> [WHAT YOU ARE ASKED TO DO] Quote the entries word for word. Omit the pictures.

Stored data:
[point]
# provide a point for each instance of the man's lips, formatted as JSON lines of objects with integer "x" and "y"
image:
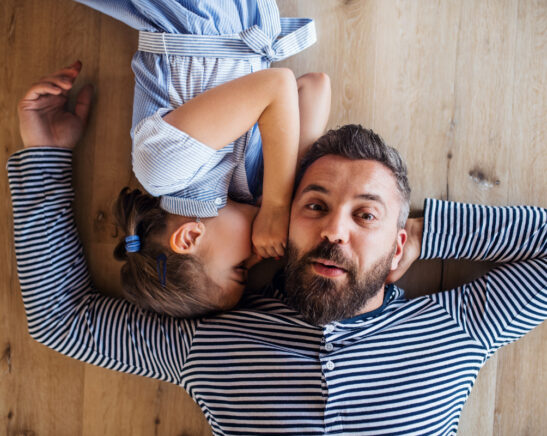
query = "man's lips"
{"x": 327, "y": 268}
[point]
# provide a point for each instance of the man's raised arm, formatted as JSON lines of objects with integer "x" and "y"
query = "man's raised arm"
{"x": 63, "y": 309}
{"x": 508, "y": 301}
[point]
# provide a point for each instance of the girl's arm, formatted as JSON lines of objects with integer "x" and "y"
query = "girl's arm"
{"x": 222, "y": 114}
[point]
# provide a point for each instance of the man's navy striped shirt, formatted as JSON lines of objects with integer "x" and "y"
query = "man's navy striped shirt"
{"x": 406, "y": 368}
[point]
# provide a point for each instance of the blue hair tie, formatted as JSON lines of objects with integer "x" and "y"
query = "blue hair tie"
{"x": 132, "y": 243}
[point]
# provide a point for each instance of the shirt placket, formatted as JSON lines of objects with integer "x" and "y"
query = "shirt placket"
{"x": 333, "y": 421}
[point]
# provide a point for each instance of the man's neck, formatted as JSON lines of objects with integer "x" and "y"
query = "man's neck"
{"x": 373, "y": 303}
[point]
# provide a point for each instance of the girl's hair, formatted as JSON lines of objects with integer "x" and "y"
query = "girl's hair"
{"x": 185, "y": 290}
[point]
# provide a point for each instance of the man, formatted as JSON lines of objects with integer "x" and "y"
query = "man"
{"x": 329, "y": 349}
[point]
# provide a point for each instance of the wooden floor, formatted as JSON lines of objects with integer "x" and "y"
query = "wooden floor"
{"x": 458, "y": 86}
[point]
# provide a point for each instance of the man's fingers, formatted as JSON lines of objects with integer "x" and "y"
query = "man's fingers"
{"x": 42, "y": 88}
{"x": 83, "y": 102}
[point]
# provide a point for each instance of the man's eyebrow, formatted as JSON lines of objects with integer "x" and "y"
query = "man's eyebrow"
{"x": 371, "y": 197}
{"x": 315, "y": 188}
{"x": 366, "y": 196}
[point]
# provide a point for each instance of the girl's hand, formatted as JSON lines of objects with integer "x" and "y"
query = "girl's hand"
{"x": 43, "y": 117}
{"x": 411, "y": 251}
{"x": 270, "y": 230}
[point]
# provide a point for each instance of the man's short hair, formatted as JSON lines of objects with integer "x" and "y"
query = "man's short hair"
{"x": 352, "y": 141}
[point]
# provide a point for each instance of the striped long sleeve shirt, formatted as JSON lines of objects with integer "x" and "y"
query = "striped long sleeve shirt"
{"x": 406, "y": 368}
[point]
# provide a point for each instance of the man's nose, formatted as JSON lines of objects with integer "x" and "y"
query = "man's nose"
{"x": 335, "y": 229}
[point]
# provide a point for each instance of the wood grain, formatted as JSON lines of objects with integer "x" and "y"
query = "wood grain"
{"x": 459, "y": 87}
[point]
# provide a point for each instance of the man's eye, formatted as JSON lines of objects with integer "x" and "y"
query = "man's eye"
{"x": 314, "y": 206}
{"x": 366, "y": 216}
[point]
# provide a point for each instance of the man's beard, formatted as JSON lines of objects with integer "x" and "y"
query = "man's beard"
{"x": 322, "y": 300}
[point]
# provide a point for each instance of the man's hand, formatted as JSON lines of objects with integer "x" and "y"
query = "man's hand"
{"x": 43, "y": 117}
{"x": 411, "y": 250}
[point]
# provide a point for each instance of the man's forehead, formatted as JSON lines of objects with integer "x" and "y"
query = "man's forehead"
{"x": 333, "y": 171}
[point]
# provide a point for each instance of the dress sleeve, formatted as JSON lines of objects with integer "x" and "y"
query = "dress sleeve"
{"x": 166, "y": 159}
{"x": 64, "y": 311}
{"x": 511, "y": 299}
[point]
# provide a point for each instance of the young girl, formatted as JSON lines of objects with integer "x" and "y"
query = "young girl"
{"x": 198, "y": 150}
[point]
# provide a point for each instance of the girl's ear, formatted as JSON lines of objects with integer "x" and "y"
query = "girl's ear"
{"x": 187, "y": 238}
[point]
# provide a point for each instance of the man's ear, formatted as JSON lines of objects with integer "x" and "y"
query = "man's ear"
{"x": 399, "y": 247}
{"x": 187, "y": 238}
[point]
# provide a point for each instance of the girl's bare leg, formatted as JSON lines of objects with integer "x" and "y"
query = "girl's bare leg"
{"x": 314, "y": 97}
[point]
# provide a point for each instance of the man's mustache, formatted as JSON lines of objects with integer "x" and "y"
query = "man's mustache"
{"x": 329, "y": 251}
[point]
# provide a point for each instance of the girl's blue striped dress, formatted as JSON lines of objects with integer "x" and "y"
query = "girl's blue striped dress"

> [WRITTEN RESPONSE]
[point]
# provide a point for each instance of the man's lips, formatted as JSON lines of objects with integer "x" and "y"
image:
query = "man's lips"
{"x": 327, "y": 268}
[point]
# provide a point for each instance of the man's raised arm, formatted as JSON lines of objects with integer "x" and "y"
query = "man's raised arm"
{"x": 63, "y": 309}
{"x": 508, "y": 301}
[point]
# provide a point for each instance of the girl's arm, formatted as JSON lines of objects with integer "x" and "y"
query = "girl's arm"
{"x": 222, "y": 114}
[point]
# provide a point for each instance of the man's navy striped shirt, formatted as JSON lines of objects with integer "x" and "y"
query = "man's navy striped shirt"
{"x": 406, "y": 368}
[point]
# provide a point for each instance of the blue hair tie, formatted as JSON lines of objects with integer "x" and "y"
query = "blue hair tie"
{"x": 132, "y": 243}
[point]
# provide a point for each instance of the shirt placket, formatted as JSON lines of objects with integer "x" and "y"
query = "shirt placket"
{"x": 333, "y": 421}
[point]
# provide a point for each instance of the man's neck, formatted as JSON lines of objects with integer "x" and "y"
query = "man's neck"
{"x": 373, "y": 303}
[point]
# provide a point for each instance of the girl's hair, formatted as JSON lines of objects with integer "x" and "y"
query = "girl's hair"
{"x": 185, "y": 290}
[point]
# provide a point for each instance of the man, formatted as JSON lines of objects with integer "x" and "y"
query = "man"
{"x": 329, "y": 349}
[point]
# provide a point for each instance of the wooden floor, formatted as JSON lines of objects with integer "x" and "y"
query = "wooden floor"
{"x": 458, "y": 86}
[point]
# provide a point for each instance of the man's fingers, formatted as JSON lines of objects with integer "x" and "y"
query = "man's fingers"
{"x": 42, "y": 88}
{"x": 83, "y": 102}
[point]
# provide a point for each instance of the man's eyebrow, formatted as JSON lines of objects with integer "x" and "y"
query = "man's eyebrow"
{"x": 371, "y": 197}
{"x": 315, "y": 188}
{"x": 366, "y": 196}
[point]
# provide a point for each instance of the girl's hand, formatted as JSON lines of objects with integer "x" and "y"
query = "girl's hand"
{"x": 43, "y": 117}
{"x": 411, "y": 251}
{"x": 270, "y": 230}
[point]
# provide a point for each instance of the man's short hair, formatted as JSON lines of objects with integer "x" and "y"
query = "man's short hair"
{"x": 352, "y": 141}
[point]
# provide a point for each instance of the striped long sleeve shirt, formatted as JSON lines of objects with integer "x" and "y"
query = "striped long sleeve shirt"
{"x": 406, "y": 368}
[point]
# provide a point for each instance of the man's nose, formatted as JSON lines of objects with integer "x" and "y"
query = "man's nose"
{"x": 335, "y": 229}
[point]
# provide a point for each instance of the wood grain, formatted as JSON lines of objects with integer "x" and "y"
query = "wood grain"
{"x": 459, "y": 87}
[point]
# provide a point for each instance of the man's eye, formatted as JSON lines of objects with integer "x" and "y"
query = "man's eye"
{"x": 314, "y": 206}
{"x": 366, "y": 216}
[point]
# provide a point for each instance of the man's beard, formatted as JSON lines of objects with integer "x" and "y"
query = "man's beard"
{"x": 322, "y": 300}
[point]
# provide a point for each instance of the man's hand, formatted as JSON lines of objects with integer "x" and "y"
query = "man's hand"
{"x": 43, "y": 117}
{"x": 411, "y": 250}
[point]
# provide a point for each instance of the man's forehead, formatted as JSON lines of objects with integer "x" and "y"
query = "man's forehead"
{"x": 333, "y": 171}
[point]
# provide a point for each instance of the dress sleeve, formatted as JSON lines of objects with integer "x" and "y"
query = "dress sleeve"
{"x": 166, "y": 159}
{"x": 64, "y": 311}
{"x": 511, "y": 299}
[point]
# provide a point for each instance of the young girl, formatted as JSON lines of objects with integer "x" and "y"
query = "young girl"
{"x": 198, "y": 150}
[point]
# provide a point for each instance of the girl's ear, formatted as JSON lines of objects with integer "x" and "y"
query = "girl's ear"
{"x": 187, "y": 238}
[point]
# provide a point for each instance of the man's ear, formatted as JSON lines of objects with integer "x" and "y"
query = "man's ear"
{"x": 399, "y": 247}
{"x": 187, "y": 238}
[point]
# provide a point for each instance of the girl's bare leg, formatted as JSON lines of objects with integer "x" and "y"
query = "girl's bare leg"
{"x": 314, "y": 97}
[point]
# provide a point for each instance of the man's mustache, formatted as JSON lines of objects with integer "x" and "y"
query = "man's mustache"
{"x": 329, "y": 251}
[point]
# provide a point for each instance of the girl's blue striped dress, formatted as JSON lines of objects with integer "x" and "y"
query = "girl's blue striped dress"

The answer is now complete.